**Task description**
Would you return exactly the lines from the top of the data below through the one containing "point: pagoda-style roof", leaving out the pictures?

**Data listing**
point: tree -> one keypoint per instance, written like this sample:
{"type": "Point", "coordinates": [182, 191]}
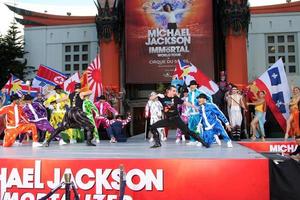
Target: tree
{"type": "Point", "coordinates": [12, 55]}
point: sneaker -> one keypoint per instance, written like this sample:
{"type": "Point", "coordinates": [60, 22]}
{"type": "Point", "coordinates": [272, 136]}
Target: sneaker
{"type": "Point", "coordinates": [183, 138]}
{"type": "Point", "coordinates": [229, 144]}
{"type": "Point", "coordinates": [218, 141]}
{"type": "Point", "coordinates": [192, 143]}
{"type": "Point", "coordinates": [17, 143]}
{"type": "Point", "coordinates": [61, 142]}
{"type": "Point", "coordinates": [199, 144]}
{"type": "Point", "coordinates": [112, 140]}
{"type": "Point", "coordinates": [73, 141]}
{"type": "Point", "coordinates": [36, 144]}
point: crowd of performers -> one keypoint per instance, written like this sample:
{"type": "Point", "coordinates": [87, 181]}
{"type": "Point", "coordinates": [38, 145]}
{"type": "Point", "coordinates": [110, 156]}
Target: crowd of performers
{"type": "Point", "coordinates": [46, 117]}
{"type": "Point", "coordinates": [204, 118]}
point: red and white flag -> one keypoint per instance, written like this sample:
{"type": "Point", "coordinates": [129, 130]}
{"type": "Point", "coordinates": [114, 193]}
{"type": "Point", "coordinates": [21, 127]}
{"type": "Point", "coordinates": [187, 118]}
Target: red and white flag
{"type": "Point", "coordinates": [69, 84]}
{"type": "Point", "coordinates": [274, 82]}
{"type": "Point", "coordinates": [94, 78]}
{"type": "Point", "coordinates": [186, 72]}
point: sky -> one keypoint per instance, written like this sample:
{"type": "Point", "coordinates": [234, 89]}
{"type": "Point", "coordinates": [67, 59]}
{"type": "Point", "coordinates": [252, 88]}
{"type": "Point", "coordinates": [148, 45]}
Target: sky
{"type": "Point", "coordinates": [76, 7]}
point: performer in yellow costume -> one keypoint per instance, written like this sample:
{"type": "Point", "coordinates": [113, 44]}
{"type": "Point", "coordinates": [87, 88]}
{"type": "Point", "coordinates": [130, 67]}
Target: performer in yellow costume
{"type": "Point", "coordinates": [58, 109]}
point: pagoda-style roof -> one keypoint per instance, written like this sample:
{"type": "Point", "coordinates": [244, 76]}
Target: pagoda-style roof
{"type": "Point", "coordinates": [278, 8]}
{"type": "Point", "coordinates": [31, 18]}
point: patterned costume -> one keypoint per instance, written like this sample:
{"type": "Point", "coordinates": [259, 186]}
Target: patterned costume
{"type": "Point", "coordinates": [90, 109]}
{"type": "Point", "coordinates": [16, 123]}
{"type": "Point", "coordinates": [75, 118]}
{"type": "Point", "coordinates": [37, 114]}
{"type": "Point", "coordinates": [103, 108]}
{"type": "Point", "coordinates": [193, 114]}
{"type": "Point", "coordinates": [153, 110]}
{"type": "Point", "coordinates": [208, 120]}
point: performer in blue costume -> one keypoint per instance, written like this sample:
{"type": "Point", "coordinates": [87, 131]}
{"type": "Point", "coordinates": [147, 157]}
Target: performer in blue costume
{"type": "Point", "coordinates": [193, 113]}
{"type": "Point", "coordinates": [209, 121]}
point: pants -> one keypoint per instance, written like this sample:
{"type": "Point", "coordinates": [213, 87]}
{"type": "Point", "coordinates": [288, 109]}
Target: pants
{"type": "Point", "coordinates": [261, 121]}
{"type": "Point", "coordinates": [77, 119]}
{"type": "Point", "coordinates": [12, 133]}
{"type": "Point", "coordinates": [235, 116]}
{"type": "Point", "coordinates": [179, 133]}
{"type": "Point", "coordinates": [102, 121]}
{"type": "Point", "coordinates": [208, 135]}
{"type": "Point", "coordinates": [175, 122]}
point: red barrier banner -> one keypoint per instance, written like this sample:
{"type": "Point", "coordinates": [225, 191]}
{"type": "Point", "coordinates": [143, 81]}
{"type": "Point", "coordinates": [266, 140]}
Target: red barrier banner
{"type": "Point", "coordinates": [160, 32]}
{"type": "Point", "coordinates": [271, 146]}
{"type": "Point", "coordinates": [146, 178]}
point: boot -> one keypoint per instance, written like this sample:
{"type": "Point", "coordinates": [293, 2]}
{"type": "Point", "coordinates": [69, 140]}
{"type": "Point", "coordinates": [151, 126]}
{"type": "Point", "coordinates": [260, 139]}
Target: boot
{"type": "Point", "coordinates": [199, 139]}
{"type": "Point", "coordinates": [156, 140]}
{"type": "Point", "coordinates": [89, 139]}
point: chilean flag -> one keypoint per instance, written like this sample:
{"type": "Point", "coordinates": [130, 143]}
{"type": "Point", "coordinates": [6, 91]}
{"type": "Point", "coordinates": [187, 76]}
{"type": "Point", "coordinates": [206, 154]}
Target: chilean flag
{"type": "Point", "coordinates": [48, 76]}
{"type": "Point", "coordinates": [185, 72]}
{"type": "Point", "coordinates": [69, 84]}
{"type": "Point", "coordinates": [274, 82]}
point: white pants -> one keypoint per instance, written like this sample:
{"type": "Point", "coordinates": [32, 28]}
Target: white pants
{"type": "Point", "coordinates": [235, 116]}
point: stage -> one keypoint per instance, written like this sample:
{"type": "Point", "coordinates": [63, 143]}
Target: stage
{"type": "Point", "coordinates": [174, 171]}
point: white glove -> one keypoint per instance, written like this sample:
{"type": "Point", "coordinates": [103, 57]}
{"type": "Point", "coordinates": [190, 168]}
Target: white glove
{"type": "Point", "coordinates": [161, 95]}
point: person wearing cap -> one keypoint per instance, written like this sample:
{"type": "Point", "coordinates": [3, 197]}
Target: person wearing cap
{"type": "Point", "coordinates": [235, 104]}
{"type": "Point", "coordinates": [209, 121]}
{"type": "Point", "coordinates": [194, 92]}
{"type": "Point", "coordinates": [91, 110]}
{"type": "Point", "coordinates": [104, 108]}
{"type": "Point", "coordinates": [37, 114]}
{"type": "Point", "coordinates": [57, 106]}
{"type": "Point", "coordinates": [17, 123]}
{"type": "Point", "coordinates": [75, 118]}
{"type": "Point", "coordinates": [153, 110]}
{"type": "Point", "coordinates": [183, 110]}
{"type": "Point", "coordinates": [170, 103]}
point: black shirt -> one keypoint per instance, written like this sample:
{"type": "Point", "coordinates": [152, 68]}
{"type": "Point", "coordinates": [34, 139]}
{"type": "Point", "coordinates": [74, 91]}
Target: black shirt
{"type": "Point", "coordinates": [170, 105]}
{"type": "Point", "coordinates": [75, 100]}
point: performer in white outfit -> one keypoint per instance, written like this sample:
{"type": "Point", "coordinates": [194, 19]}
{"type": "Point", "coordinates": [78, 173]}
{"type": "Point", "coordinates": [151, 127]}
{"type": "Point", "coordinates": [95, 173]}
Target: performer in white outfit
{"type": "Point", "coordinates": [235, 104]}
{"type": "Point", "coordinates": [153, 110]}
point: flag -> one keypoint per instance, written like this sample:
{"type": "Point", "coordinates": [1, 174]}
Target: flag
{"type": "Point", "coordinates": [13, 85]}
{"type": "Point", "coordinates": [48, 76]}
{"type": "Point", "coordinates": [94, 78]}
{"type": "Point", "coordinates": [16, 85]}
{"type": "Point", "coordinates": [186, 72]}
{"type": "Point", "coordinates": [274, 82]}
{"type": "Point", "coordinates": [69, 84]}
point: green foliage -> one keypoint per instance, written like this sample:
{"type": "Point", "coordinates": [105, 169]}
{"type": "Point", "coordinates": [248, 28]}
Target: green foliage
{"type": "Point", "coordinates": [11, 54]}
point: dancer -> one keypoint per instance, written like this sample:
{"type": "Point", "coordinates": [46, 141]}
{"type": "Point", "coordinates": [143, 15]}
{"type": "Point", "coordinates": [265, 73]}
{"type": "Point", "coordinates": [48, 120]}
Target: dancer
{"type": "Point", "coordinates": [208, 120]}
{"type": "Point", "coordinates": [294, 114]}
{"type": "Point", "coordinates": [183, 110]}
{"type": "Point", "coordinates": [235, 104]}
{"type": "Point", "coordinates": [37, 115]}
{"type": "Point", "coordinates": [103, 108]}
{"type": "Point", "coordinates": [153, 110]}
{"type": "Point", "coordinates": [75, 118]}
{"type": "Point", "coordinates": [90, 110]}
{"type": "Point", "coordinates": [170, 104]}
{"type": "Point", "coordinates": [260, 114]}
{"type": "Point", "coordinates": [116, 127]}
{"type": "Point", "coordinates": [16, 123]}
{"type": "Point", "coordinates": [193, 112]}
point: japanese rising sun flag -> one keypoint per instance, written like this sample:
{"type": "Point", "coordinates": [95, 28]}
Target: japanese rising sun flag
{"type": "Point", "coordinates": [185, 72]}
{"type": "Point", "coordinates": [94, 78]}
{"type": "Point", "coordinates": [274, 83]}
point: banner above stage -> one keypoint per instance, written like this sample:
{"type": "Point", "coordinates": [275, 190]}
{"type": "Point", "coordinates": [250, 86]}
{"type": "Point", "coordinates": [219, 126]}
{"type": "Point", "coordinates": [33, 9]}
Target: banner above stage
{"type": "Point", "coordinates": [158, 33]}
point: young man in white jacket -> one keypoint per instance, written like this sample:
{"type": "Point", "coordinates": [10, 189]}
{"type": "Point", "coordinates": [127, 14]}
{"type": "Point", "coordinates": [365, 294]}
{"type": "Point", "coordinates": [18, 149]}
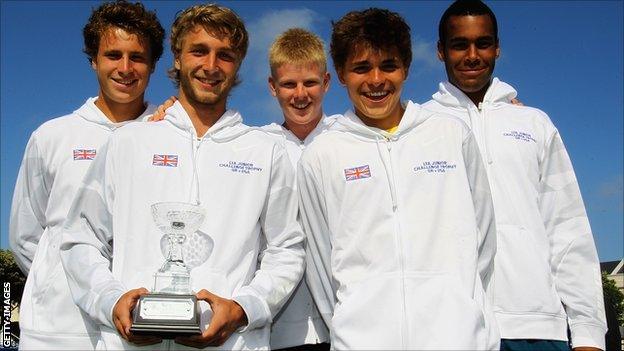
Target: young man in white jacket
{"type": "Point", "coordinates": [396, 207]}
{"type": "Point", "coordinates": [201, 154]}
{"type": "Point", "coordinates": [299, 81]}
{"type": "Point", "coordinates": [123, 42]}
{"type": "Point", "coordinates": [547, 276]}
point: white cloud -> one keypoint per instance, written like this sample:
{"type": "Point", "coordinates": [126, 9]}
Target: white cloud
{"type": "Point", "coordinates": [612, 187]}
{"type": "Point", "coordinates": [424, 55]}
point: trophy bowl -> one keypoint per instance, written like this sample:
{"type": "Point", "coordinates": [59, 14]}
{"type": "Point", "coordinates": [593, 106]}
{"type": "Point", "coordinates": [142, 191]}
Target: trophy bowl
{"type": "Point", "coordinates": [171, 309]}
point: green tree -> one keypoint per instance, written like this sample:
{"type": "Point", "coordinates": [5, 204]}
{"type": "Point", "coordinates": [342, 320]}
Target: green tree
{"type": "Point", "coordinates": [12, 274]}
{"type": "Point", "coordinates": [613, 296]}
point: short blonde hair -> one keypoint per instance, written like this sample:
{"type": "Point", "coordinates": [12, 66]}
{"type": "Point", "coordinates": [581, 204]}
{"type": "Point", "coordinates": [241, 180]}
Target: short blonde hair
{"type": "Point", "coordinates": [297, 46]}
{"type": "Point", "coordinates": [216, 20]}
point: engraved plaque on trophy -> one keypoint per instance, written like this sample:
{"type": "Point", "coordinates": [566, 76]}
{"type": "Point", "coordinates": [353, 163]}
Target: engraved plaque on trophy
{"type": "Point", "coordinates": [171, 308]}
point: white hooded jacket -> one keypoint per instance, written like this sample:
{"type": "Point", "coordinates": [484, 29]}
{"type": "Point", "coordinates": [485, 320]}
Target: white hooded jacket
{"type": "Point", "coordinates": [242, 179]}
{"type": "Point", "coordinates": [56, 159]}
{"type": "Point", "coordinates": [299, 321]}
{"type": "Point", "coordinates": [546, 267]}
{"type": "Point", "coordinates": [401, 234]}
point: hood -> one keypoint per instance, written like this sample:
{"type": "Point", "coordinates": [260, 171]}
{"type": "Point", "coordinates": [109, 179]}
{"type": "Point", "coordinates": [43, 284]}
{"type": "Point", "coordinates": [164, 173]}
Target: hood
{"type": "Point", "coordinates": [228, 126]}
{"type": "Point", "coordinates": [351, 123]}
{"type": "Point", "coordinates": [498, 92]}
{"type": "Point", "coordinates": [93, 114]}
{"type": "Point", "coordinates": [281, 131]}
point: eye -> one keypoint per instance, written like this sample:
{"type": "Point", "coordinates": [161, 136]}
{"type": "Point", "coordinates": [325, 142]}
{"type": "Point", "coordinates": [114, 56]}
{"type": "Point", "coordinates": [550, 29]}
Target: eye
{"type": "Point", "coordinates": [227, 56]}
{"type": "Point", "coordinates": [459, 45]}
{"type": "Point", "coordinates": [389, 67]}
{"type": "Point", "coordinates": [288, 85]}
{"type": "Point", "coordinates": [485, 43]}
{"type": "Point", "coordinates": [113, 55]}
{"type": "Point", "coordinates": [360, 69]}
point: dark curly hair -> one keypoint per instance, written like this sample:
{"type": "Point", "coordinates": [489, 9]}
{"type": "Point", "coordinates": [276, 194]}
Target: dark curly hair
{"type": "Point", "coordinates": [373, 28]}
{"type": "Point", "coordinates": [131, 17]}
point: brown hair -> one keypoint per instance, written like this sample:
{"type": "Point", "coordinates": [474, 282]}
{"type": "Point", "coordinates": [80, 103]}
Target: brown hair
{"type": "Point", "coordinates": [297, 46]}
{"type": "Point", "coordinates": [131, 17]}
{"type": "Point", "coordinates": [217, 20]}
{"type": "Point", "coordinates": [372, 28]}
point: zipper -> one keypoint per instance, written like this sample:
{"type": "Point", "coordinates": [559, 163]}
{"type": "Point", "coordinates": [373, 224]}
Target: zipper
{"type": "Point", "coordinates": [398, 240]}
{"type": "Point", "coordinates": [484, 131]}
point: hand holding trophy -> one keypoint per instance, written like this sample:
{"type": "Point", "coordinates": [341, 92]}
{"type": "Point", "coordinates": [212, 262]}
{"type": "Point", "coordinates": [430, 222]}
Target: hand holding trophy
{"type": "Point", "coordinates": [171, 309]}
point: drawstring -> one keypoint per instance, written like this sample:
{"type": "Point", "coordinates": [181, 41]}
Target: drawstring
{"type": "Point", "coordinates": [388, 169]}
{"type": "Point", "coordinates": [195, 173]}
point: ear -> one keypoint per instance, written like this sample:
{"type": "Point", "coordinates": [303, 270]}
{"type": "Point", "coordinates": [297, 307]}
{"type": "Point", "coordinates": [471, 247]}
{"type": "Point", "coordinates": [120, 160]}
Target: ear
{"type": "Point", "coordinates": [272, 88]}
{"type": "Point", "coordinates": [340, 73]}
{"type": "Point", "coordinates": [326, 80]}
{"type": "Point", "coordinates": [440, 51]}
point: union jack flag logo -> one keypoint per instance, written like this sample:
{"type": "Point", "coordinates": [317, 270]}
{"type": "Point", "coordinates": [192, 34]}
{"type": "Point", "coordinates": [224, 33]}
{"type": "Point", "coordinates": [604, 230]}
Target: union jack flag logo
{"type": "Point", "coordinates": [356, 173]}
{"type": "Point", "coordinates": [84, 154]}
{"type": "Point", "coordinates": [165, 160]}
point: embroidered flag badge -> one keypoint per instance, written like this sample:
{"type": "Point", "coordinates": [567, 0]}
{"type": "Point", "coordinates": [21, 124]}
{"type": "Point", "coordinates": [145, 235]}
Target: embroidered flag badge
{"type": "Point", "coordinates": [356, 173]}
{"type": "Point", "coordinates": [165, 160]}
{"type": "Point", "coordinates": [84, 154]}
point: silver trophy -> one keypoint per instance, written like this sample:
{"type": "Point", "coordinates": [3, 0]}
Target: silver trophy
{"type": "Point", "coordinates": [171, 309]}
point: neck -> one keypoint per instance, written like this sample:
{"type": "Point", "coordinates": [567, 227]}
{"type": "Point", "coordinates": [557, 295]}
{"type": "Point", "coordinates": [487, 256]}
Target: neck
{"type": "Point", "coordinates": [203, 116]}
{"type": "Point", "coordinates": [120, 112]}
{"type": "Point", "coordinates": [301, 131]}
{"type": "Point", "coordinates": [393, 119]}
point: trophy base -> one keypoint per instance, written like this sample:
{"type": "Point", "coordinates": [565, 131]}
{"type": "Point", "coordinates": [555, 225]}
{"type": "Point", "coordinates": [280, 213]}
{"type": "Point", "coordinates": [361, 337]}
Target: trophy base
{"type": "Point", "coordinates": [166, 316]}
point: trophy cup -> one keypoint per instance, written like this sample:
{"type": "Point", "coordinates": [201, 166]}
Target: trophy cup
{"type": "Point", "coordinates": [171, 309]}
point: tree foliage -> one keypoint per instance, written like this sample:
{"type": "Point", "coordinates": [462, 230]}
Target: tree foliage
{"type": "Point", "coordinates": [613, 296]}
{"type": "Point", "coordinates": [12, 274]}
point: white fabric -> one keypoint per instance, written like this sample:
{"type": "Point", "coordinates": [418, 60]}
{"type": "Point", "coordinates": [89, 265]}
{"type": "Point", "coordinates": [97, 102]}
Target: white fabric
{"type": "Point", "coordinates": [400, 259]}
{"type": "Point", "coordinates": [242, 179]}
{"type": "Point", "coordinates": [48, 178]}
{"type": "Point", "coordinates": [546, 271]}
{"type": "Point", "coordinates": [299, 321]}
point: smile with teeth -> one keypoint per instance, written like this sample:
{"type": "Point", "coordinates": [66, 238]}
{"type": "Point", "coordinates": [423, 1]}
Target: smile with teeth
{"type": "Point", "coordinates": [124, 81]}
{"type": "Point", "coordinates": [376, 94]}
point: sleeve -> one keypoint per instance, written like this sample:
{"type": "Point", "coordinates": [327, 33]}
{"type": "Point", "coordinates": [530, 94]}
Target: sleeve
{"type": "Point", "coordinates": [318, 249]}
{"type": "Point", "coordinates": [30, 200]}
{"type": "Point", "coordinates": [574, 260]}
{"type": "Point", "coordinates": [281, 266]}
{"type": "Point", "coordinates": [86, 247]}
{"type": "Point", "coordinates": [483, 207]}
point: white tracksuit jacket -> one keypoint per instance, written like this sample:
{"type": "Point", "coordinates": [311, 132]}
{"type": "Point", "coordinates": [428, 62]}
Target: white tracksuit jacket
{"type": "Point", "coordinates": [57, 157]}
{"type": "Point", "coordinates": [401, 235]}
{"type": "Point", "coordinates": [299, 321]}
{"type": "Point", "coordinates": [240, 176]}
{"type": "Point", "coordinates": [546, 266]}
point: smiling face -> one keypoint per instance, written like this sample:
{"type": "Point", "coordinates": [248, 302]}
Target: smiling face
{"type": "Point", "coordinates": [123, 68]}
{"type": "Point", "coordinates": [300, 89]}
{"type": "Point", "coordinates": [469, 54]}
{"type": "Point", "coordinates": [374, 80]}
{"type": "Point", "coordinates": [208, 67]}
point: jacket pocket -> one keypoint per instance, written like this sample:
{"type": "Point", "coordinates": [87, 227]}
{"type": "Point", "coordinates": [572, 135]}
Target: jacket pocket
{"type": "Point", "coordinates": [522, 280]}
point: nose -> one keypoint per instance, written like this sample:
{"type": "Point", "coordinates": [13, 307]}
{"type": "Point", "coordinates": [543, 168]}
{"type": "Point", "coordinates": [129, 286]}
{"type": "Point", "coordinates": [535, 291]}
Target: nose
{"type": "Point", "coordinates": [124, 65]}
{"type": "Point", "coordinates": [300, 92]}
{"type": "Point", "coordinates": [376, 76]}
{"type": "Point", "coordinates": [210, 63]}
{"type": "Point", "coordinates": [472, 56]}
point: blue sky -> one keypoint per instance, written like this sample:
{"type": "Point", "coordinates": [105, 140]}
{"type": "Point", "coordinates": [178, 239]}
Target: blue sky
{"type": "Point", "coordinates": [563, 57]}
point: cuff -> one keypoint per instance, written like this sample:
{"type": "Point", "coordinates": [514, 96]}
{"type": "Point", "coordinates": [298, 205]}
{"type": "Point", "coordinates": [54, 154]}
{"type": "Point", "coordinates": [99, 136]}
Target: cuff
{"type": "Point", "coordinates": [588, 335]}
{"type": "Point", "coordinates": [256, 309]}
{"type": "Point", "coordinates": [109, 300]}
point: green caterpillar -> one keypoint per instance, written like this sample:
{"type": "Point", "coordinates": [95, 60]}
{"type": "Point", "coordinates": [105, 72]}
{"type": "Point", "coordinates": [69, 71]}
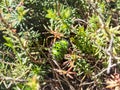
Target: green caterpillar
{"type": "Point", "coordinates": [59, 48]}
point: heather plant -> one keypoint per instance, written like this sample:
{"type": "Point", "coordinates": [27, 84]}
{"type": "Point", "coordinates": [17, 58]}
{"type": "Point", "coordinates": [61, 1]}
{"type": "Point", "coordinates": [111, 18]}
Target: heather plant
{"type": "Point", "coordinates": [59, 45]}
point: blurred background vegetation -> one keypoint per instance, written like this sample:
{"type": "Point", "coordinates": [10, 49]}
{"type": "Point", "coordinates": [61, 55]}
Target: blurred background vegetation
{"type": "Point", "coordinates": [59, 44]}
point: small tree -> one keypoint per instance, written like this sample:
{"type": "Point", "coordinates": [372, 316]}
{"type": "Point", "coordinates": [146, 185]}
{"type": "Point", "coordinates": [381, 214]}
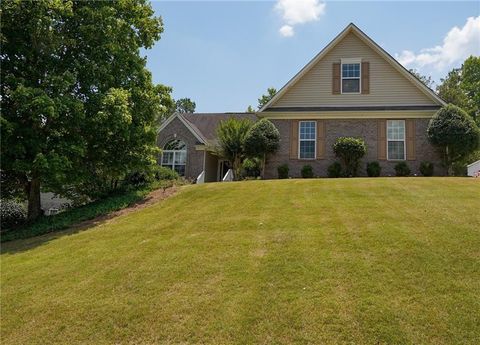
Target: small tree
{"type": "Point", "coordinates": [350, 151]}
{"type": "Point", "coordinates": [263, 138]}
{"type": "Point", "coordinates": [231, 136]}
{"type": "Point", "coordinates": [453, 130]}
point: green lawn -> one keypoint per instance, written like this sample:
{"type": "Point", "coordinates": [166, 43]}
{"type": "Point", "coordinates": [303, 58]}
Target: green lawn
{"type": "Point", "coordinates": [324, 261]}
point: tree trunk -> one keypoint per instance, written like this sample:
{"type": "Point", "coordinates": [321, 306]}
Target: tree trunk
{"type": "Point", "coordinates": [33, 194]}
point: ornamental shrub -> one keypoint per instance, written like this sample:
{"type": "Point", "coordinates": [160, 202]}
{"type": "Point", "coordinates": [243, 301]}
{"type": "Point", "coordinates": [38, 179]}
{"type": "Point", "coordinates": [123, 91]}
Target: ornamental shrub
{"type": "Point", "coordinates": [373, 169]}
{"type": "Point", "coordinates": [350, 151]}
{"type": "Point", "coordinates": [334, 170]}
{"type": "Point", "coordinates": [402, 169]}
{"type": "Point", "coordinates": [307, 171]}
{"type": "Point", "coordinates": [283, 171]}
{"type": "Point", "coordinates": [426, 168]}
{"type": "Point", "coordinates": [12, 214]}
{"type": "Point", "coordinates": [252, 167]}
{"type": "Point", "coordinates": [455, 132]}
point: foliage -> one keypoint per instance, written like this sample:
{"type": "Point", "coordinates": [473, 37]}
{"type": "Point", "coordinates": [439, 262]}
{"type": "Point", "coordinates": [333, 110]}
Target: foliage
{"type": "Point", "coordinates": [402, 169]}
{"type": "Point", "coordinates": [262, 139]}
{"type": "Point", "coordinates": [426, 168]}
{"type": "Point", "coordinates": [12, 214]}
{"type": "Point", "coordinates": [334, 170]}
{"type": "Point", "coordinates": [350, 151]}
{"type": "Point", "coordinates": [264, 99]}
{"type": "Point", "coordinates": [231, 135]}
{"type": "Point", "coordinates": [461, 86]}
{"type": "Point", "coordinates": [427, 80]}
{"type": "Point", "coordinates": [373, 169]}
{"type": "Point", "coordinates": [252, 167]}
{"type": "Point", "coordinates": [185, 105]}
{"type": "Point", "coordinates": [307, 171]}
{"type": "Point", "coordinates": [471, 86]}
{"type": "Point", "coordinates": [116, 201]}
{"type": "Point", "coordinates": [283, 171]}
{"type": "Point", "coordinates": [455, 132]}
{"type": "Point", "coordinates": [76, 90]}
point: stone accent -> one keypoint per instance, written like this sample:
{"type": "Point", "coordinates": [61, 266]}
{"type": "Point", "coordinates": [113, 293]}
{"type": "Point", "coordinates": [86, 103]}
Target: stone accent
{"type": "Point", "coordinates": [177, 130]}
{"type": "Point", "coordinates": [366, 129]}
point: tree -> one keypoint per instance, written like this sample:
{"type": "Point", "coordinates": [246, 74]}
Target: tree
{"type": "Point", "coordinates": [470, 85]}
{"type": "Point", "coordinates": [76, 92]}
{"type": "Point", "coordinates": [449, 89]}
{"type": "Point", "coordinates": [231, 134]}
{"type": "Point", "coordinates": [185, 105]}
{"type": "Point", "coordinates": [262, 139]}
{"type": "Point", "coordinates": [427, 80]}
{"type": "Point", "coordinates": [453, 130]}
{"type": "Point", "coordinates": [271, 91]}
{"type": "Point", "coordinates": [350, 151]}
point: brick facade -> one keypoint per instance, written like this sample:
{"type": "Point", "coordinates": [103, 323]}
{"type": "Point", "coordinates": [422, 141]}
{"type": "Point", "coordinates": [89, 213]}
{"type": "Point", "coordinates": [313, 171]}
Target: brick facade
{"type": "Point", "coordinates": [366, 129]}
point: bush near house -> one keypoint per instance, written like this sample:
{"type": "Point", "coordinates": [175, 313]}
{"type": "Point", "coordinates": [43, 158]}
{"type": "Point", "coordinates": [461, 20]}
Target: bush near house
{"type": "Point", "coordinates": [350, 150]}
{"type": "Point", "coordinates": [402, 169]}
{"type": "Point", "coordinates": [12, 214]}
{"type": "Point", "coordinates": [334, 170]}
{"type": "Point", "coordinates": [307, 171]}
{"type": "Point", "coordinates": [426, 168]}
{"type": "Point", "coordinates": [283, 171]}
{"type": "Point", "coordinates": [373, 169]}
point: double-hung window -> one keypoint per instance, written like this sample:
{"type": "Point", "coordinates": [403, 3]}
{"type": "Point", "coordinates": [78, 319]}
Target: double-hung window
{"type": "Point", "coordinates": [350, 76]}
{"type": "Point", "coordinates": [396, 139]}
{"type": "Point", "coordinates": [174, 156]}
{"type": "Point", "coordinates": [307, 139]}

**Result for this task**
point: tree -> one keypoint per instance, written like this sample:
{"type": "Point", "coordinates": [182, 191]}
Target: tree
{"type": "Point", "coordinates": [12, 55]}
point: sneaker -> one keypoint per instance, written like this sample:
{"type": "Point", "coordinates": [60, 22]}
{"type": "Point", "coordinates": [272, 136]}
Target: sneaker
{"type": "Point", "coordinates": [183, 138]}
{"type": "Point", "coordinates": [229, 144]}
{"type": "Point", "coordinates": [218, 141]}
{"type": "Point", "coordinates": [192, 143]}
{"type": "Point", "coordinates": [17, 143]}
{"type": "Point", "coordinates": [61, 142]}
{"type": "Point", "coordinates": [199, 144]}
{"type": "Point", "coordinates": [112, 140]}
{"type": "Point", "coordinates": [73, 141]}
{"type": "Point", "coordinates": [36, 144]}
point: crowd of performers -> one keypoint per instance, written like this sample:
{"type": "Point", "coordinates": [87, 181]}
{"type": "Point", "coordinates": [38, 145]}
{"type": "Point", "coordinates": [110, 156]}
Target: crowd of performers
{"type": "Point", "coordinates": [46, 117]}
{"type": "Point", "coordinates": [204, 118]}
point: red and white flag -> one keypoint per instance, written like this sample:
{"type": "Point", "coordinates": [129, 130]}
{"type": "Point", "coordinates": [114, 193]}
{"type": "Point", "coordinates": [21, 127]}
{"type": "Point", "coordinates": [187, 118]}
Target: red and white flag
{"type": "Point", "coordinates": [69, 84]}
{"type": "Point", "coordinates": [274, 82]}
{"type": "Point", "coordinates": [94, 78]}
{"type": "Point", "coordinates": [186, 72]}
point: sky -> one keypoint per instance, written like this sample:
{"type": "Point", "coordinates": [234, 89]}
{"type": "Point", "coordinates": [67, 59]}
{"type": "Point", "coordinates": [252, 88]}
{"type": "Point", "coordinates": [148, 45]}
Target: sky
{"type": "Point", "coordinates": [76, 7]}
point: performer in yellow costume -> one keypoint per instance, written like this sample:
{"type": "Point", "coordinates": [113, 44]}
{"type": "Point", "coordinates": [87, 88]}
{"type": "Point", "coordinates": [130, 67]}
Target: performer in yellow costume
{"type": "Point", "coordinates": [58, 109]}
point: pagoda-style roof -> one keypoint per instance, written like this sample:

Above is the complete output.